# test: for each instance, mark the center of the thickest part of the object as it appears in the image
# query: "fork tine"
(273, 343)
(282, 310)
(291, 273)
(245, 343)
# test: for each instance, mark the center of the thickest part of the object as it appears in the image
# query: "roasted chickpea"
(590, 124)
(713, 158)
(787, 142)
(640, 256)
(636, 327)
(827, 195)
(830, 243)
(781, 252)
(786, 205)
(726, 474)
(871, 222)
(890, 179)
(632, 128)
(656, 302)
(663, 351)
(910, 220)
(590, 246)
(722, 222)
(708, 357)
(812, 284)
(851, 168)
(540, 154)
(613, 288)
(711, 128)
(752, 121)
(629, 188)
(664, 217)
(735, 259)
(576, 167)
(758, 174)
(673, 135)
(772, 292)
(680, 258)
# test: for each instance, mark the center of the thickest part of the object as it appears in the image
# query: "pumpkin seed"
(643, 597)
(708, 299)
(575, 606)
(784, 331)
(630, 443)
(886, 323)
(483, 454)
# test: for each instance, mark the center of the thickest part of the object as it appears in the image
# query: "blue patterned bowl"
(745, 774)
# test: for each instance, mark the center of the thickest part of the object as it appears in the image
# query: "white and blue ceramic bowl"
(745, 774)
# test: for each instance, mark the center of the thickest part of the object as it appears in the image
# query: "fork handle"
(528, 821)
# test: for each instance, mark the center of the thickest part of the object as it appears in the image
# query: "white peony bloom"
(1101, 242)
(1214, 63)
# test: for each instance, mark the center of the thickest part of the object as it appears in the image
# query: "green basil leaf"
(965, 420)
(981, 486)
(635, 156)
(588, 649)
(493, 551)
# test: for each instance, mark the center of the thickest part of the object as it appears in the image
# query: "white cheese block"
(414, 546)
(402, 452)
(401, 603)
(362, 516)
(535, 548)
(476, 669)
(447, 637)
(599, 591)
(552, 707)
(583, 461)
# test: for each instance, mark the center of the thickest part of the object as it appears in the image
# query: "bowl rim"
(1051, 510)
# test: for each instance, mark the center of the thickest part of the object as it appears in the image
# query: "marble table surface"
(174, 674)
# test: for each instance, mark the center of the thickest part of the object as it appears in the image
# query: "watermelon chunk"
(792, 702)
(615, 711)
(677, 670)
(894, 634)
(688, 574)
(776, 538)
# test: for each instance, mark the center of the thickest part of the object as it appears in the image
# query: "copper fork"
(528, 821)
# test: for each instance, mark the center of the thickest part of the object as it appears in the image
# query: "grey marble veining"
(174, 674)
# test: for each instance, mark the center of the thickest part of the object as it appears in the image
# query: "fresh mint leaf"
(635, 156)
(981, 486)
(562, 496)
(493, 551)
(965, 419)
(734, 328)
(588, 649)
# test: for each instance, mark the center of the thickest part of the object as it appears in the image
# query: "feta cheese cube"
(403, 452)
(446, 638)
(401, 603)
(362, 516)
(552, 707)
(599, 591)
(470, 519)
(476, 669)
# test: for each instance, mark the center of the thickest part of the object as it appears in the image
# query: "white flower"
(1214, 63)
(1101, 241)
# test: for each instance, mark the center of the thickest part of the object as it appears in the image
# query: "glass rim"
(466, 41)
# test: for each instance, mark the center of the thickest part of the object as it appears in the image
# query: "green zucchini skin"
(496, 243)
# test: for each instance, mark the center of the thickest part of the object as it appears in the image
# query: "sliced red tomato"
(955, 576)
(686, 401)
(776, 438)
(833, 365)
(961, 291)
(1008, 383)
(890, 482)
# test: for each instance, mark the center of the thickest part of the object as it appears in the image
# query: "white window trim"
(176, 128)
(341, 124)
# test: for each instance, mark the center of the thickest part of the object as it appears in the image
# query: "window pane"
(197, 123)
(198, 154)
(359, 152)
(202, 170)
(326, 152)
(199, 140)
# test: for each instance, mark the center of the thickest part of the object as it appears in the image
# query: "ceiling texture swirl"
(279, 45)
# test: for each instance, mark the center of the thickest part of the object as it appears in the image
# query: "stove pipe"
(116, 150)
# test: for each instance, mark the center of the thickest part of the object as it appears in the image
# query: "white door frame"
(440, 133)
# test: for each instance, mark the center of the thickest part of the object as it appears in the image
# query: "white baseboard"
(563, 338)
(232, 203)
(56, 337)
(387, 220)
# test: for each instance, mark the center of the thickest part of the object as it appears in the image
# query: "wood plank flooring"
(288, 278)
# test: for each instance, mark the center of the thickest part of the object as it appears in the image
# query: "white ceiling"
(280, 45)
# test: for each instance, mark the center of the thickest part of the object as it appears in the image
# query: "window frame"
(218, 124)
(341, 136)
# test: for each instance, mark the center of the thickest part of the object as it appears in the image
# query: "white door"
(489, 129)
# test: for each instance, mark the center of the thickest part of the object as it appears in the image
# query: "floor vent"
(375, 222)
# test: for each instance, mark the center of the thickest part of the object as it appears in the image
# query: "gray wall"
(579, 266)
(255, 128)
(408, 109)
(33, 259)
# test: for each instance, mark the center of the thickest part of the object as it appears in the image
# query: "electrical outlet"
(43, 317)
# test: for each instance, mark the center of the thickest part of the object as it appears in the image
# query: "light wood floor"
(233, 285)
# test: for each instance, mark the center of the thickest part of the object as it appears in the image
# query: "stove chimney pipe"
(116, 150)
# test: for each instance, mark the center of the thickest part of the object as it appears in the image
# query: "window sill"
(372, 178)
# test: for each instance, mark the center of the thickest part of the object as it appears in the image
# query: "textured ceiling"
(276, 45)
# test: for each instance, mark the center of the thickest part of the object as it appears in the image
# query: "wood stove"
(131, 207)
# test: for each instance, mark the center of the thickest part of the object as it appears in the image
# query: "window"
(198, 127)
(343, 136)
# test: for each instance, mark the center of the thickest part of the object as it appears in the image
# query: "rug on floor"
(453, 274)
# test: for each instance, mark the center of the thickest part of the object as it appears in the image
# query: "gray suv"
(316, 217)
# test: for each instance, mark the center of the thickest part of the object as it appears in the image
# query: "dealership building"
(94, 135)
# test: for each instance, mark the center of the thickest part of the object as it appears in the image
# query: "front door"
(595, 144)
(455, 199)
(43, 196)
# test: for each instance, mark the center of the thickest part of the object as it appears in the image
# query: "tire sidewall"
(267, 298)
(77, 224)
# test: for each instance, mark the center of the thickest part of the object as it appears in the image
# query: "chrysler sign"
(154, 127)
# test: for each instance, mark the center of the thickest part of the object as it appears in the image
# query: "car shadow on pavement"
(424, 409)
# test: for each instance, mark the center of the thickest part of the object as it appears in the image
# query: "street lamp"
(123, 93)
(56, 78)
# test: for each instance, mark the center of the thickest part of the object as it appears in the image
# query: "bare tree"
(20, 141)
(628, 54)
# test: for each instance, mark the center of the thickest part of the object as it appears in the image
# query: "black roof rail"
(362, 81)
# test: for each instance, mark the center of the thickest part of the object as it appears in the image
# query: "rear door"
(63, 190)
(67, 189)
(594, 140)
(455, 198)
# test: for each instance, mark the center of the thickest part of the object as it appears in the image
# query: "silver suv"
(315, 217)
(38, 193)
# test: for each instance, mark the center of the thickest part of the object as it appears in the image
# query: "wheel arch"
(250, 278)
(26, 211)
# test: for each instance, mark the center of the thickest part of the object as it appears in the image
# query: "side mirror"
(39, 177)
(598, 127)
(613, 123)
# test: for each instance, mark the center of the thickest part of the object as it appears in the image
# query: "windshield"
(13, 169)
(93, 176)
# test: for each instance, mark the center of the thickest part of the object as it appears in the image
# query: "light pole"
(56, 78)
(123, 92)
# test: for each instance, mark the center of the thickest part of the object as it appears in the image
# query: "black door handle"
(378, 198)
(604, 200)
■ ■ ■
Exercise directions: Extract all of the data above and output it character for character.

Written response:
# test: for each instance, mark the center of the thickest part of the object as it appears in the image
# query: "fork tine"
(273, 343)
(282, 310)
(291, 273)
(245, 343)
# test: for each instance, mark the center of the thickest part of the object as it appears in the image
# query: "roasted chickpea"
(590, 124)
(713, 158)
(787, 142)
(640, 256)
(636, 327)
(827, 195)
(830, 243)
(781, 252)
(786, 205)
(726, 474)
(871, 222)
(890, 179)
(632, 128)
(656, 302)
(663, 351)
(910, 220)
(590, 246)
(722, 222)
(708, 357)
(812, 284)
(851, 168)
(540, 154)
(613, 288)
(711, 128)
(752, 121)
(629, 188)
(664, 217)
(735, 259)
(576, 167)
(758, 174)
(673, 135)
(772, 292)
(680, 258)
# test: for each instance, mark the center of the thickest part of the object as it appears in the image
# query: "pumpkin seed"
(643, 597)
(708, 299)
(575, 606)
(784, 331)
(630, 443)
(886, 323)
(483, 454)
# test: for each instance, mark the center of the thickest part of the object as it appears in the image
# query: "blue patterned bowl"
(745, 774)
# test: for each instance, mark the center of the thickest part of the object as it appears in the image
# query: "white and blue ceramic bowl"
(745, 774)
# test: for each instance, mark the center of the thickest part of the object as it appears in the image
# query: "fork handle"
(528, 821)
# test: for each instance, mark the center of the thickest part of the object as it appears in the image
# query: "white peony bloom"
(1101, 242)
(1214, 63)
# test: for each instance, mark the center of the thickest part of the object as it appears in the image
# query: "green basil leaf"
(965, 420)
(981, 486)
(635, 156)
(588, 649)
(493, 551)
# test: for each instance, mark the center of the thickest part of the object as it appears in the image
# query: "white cheese block"
(414, 546)
(402, 452)
(401, 603)
(362, 516)
(535, 548)
(476, 669)
(447, 637)
(599, 591)
(552, 707)
(583, 461)
# test: for each instance, mark the center of the thickest part of the object as it appears in the image
# query: "bowl rim"
(1051, 510)
# test: for each instance, mark the center of the thickest part of the object as it appears in the image
# query: "marble table surface"
(174, 674)
# test: for each instance, mark the center of the thickest part of the object as it appears in the image
# query: "watermelon chunk"
(792, 702)
(615, 711)
(677, 670)
(894, 634)
(688, 574)
(776, 538)
# test: for each instance, mark the center of the thickest part of the object as it appears in the image
# query: "copper fork"
(528, 821)
# test: for each instance, mark the center of the thickest part of the object as it appears in the image
# query: "grey marble veining"
(174, 674)
# test: for each instance, mark the center of the thickest part of the object as it appears in the image
# query: "fresh mint leaf"
(635, 156)
(981, 486)
(562, 496)
(493, 551)
(965, 419)
(734, 328)
(588, 649)
# test: for each instance, mark the center of the thickest part of the object as it appears in the image
# query: "feta cheese cube"
(403, 452)
(446, 638)
(401, 603)
(362, 516)
(552, 707)
(599, 591)
(470, 519)
(476, 669)
# test: for each instance, mark the center of the thickest part of the object as it appears in the image
# query: "white flower"
(1214, 63)
(1101, 241)
# test: for each instance, mark the center of the thickest part of the object as it appears in the image
# query: "glass rim"
(466, 41)
# test: for each instance, mark the center of the thickest part of the object as it appears in the image
# query: "green zucchini skin"
(496, 243)
# test: for each instance, mark the center of the thickest part of the object as it appears in the image
# query: "sliced red tomato"
(955, 576)
(686, 401)
(776, 438)
(833, 365)
(961, 291)
(1008, 383)
(890, 482)
# test: for each instance, mark the center of the thickest part of the object as it appears in the image
# query: "white window trim"
(176, 128)
(341, 124)
# test: for each instance, mark the center of the thickest part of the object as it appears in the image
# query: "window pane"
(197, 123)
(198, 154)
(359, 152)
(202, 170)
(326, 152)
(199, 140)
# test: for each instance, mark the center of the thickest part of the object as it appears in the image
# query: "ceiling texture swirl"
(279, 45)
# test: for each instance, mark the center of the thickest part of the object as it appears in the image
# query: "stove pipe"
(116, 150)
# test: for each instance, mark the center of the thickest part of the object as it appears in the image
# query: "white door frame"
(440, 133)
# test: for each instance, mark the center of the thickest part of the object as it appears in the image
# query: "white baseboard"
(563, 338)
(232, 203)
(56, 337)
(387, 220)
# test: for each instance, mark the center of the thickest part of the object as it appears in the image
# query: "wood plank flooring"
(288, 278)
# test: for each instance, mark the center of the thickest part of the object as it appears in the image
# query: "white ceiling"
(280, 45)
# test: for each instance, mark the center of the thickest part of the object as it appears in the image
# query: "window frame"
(218, 124)
(341, 136)
# test: for each instance, mark the center of the thickest part of the object as it appears in the image
# query: "white door"
(489, 129)
# test: for each instance, mark the center of the thickest part of the object as it appears in the image
# query: "floor vent"
(375, 222)
# test: for each instance, mark the center of the thickest part of the object as it appears in the image
# query: "gray wall"
(579, 266)
(255, 128)
(408, 109)
(33, 259)
# test: for each instance, mark the center of the thickest part of the object as it appears in the image
# query: "electrical outlet"
(43, 317)
# test: for each instance, mark the center of the thickest part of the object as it appears in the image
# query: "light wood floor"
(233, 285)
# test: for each instance, mark the center of the thickest part of the object as it appears in the image
# query: "stove chimney pipe"
(116, 150)
# test: for each instance, mark the center of the thickest part of the object as it appears in the image
# query: "window sill"
(372, 178)
# test: for each instance, mark the center of the thickest part of the object as it appears in the image
# query: "textured ceiling"
(276, 45)
# test: for each instance, mark the center of the thickest part of the object as it appears in the image
# query: "wood stove"
(131, 207)
# test: for each instance, mark the center of the thickest part of the object as it appears in the image
# query: "window"
(198, 127)
(343, 136)
# test: for each instance, mark the center of the thickest part of the object as it appears in the image
# query: "rug on floor"
(453, 274)
# test: for each instance, mark the center of the thickest part of the object as it appears in the image
# query: "gray suv"
(316, 217)
# test: for each instance, mark the center of the thickest part of the object as it appears in the image
# query: "dealership building"
(94, 135)
# test: for each instance, mark the center of the thickest part of the object as it appears in the image
# query: "front door"
(595, 144)
(455, 199)
(43, 196)
# test: for each instance, mark the center of the thickest part of the object as it appears in the image
# query: "tire sidewall"
(267, 298)
(77, 224)
# test: for each instance, mark the center of the thickest part of the object as it appears in the image
# query: "chrysler sign"
(154, 127)
# test: for each instance, mark the center of the thickest part of the object as it appears in the image
# query: "car shadow on pavement"
(424, 409)
# test: for each instance, mark the center of the thickest part of the object as it appears in the image
# query: "street lamp"
(123, 93)
(56, 78)
# test: for each instance, mark the center of the thickest part of the object as it appears in the image
# query: "bare tree"
(20, 141)
(628, 54)
# test: for each instance, mark the center of the thickest part of the object as it appears in the image
# query: "black roof rail"
(362, 81)
# test: for each instance, mark the center of the thickest part of the object as it appears in the image
# query: "rear door"
(63, 190)
(67, 189)
(594, 140)
(455, 198)
# test: for each instance, mark the center of the thickest part of the object as it appears in the image
# query: "silver suv"
(315, 217)
(38, 193)
# test: for each instance, mark the center of the thickest part of the object as it appears in the image
# query: "wheel arch"
(250, 278)
(26, 211)
# test: for each instance, mark the center of the thickest part of the object as it appears in the image
# query: "side mirror"
(39, 177)
(598, 127)
(613, 123)
# test: for each instance, mark the center of the thickest part of the object as it appears in the image
# query: "windshield"
(13, 169)
(93, 176)
# test: for each instance, mark the center of the thickest part of the object as it appears in the image
# query: "light pole"
(56, 78)
(123, 92)
# test: for each instance, mark the center of the thickest part of the object as it appears in the image
# query: "black door handle"
(378, 198)
(604, 200)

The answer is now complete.